Data records
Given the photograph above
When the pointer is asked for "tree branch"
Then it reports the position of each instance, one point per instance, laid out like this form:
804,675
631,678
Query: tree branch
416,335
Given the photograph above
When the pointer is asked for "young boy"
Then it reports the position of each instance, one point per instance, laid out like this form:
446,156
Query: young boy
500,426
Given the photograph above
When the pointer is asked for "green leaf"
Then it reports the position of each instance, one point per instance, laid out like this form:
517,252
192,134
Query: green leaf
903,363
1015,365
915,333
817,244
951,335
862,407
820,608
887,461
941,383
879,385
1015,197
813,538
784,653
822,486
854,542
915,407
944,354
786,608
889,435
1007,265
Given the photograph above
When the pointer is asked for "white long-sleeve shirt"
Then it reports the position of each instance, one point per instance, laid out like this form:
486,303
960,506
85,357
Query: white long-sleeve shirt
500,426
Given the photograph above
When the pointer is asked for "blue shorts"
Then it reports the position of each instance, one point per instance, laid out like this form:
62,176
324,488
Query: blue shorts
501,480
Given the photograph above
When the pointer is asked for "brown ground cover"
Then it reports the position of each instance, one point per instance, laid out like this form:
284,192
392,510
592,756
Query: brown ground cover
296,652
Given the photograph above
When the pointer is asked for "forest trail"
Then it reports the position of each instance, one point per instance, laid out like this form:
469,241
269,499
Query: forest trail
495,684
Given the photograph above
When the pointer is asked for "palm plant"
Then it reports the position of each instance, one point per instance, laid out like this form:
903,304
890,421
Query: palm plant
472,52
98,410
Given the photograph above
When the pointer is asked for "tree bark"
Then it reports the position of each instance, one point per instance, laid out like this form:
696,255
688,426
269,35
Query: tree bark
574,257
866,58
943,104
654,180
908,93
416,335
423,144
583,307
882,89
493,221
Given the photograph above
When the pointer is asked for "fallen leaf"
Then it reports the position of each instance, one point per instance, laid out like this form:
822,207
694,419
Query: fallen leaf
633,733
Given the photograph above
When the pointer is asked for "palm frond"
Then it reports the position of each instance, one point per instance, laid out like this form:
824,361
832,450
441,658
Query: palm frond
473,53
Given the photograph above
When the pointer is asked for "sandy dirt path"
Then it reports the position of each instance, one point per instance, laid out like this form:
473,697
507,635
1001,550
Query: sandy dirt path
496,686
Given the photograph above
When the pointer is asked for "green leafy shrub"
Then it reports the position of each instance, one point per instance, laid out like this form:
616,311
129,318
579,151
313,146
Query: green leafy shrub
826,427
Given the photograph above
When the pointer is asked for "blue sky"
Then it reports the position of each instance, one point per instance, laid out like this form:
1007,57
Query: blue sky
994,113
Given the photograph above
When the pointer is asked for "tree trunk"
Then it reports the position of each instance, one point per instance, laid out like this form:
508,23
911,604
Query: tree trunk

--- REQUIRED WORK ---
Each record above should be returned exactly as written.

--- YOUR SOLUTION ---
Given the photograph above
When the pointer is asked for "tree branch"
Then it reports the position of each instance, one point per instance, laid out like this form:
804,675
631,678
Query: tree branch
416,335
Given the photograph above
When the pointer is asked for "young boy"
Then it reports the position of each instance, one point per instance, laid out like this form:
446,156
Query: young boy
500,426
Given the photograph above
When the pointer is asked for "green leaf"
Then it reports the position of each instance, one point per instance, laid out like this form:
517,252
192,134
Query: green leaf
903,363
1015,365
915,333
817,244
951,335
862,407
820,608
887,461
941,383
879,385
1015,197
813,538
784,653
822,486
854,542
915,407
944,354
786,608
889,435
1007,265
Given the photograph above
When the pointer is asked for "white long-sleeve shirt"
Then it reports the position of each instance, one point per instance, laid out like this form:
486,303
960,506
85,357
Query: white long-sleeve shirt
500,426
Given the photograph above
When the pointer is asked for "blue shorts"
Then it reports the position of each instance, one point per instance, laid out like this form:
62,176
324,488
Query: blue shorts
501,480
Given the photograph above
When the pointer is asked for "brown ground cover"
Then it reports the position of each instance, one point per instance, laid out like this form:
284,192
392,510
592,756
Query: brown ground cover
296,652
Given the photograph above
When the pointer is asked for "forest trail"
Then it reports the position of each instance, one point per instance, laid out like this form:
469,241
269,499
Query: forest trail
495,684
Given the photograph above
When the pointer is asked for "palm plant"
Then it reports the position of each instance, one point per instance, laid out like this form:
903,304
890,421
Query: palm plant
472,52
98,410
Given the photograph above
When the pointer is asked for "tree bark"
Then it reports the position of each instance, one point per instance, laid out like this form:
696,255
688,426
269,35
Query: tree bark
574,257
866,58
943,104
654,180
908,93
416,335
423,144
583,307
882,89
493,221
Given the photograph above
When the pointer is asked for "fallen leaf"
Then it reports the position of each instance, one point per instance, laid out like this form:
822,207
694,419
Query: fallen leaf
633,733
Given the photograph above
When the pointer is asked for "palm frond"
Then it reports the position of each instance, one point per instance, laid out like this form:
824,361
832,450
441,658
Query: palm frond
473,53
Given the photograph above
When the pointer is asked for "sandy dirt path"
Then it reports the position of each instance, one point per instance, laid out like this form:
473,697
507,635
1001,550
Query: sandy dirt path
496,686
Given the photograph above
When the pointer is asked for "green leafy shrub"
Then it reports the position of each instance, one point per instance, laid out like this form:
616,311
129,318
579,151
313,146
Query: green leafy shrub
826,427
Given the photograph above
When the pointer is asked for "blue sky"
Then it reports the position of each instance, one point per instance, laid out like this form:
1007,57
Query: blue sky
994,113
Given the photograph above
When the pointer is asked for "tree trunk"
Then it reports the position of each instance, one point per instance, laid out like this form:
508,23
911,604
Query: tree trunk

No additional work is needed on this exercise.